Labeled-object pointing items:
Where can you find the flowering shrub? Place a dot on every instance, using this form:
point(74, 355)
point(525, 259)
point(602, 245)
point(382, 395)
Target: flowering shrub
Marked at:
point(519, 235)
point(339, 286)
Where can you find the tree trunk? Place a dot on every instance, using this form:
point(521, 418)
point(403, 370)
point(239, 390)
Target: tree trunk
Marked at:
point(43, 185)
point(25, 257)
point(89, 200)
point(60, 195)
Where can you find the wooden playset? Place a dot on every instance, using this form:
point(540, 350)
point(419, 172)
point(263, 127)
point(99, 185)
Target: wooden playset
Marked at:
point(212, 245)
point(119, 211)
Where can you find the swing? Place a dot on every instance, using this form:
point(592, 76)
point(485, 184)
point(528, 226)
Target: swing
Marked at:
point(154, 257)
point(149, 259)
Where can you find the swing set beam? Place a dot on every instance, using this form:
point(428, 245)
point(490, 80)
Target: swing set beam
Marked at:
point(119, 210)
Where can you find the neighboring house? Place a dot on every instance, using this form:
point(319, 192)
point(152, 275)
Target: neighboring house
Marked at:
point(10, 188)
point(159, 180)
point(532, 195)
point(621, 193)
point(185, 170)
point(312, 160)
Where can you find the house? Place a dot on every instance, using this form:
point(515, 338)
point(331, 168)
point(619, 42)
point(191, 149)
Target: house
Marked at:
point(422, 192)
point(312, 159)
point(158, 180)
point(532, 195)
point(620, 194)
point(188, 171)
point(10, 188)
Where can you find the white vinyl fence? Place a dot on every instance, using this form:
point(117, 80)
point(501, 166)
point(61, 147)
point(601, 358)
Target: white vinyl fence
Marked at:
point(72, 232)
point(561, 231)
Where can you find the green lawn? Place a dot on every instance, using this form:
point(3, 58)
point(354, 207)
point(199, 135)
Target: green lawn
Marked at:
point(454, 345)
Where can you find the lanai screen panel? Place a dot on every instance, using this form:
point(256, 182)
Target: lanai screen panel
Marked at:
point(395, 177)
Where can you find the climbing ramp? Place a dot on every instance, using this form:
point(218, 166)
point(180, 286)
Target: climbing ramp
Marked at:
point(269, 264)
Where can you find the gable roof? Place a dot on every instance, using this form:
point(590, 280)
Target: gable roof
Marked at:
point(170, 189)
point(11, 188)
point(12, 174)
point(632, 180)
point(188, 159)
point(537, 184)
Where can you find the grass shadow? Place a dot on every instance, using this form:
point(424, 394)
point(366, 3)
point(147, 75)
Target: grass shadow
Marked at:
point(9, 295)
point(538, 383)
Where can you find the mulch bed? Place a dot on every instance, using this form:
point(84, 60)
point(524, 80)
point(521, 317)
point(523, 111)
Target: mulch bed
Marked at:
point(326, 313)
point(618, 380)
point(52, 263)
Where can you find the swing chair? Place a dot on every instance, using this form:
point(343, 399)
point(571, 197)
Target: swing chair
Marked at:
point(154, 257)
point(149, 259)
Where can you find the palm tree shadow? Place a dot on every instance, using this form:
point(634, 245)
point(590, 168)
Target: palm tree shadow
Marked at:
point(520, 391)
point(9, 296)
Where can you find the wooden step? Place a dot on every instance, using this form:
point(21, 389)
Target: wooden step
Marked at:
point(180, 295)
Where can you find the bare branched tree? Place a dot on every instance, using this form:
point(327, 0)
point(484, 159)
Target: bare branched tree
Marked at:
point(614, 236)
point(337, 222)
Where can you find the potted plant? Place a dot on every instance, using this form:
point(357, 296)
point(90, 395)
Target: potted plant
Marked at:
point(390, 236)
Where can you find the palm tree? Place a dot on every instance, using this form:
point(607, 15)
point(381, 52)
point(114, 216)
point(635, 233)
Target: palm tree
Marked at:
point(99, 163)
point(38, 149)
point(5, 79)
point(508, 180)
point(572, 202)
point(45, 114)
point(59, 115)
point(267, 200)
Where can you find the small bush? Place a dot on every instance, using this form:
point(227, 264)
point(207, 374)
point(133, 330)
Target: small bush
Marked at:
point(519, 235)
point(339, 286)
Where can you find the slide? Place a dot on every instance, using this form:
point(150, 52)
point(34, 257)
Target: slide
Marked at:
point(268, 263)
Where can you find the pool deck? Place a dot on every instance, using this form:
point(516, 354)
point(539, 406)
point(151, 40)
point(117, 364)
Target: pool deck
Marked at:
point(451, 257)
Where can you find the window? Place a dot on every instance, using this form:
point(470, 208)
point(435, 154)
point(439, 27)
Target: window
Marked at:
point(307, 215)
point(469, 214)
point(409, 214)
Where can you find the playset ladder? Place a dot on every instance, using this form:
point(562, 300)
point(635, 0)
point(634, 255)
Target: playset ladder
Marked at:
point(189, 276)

■ Stated problem
Starting at the line that contains "Where can you find the house?" and ending after the line that contains "point(188, 171)", rewrite those lines with "house" replaced by "home" and everything else unchanged.

■ Response
Where can you find the home? Place a dot on every instance, using this form:
point(515, 338)
point(331, 168)
point(619, 42)
point(191, 149)
Target: home
Marked at:
point(422, 192)
point(312, 159)
point(158, 180)
point(532, 195)
point(620, 194)
point(188, 171)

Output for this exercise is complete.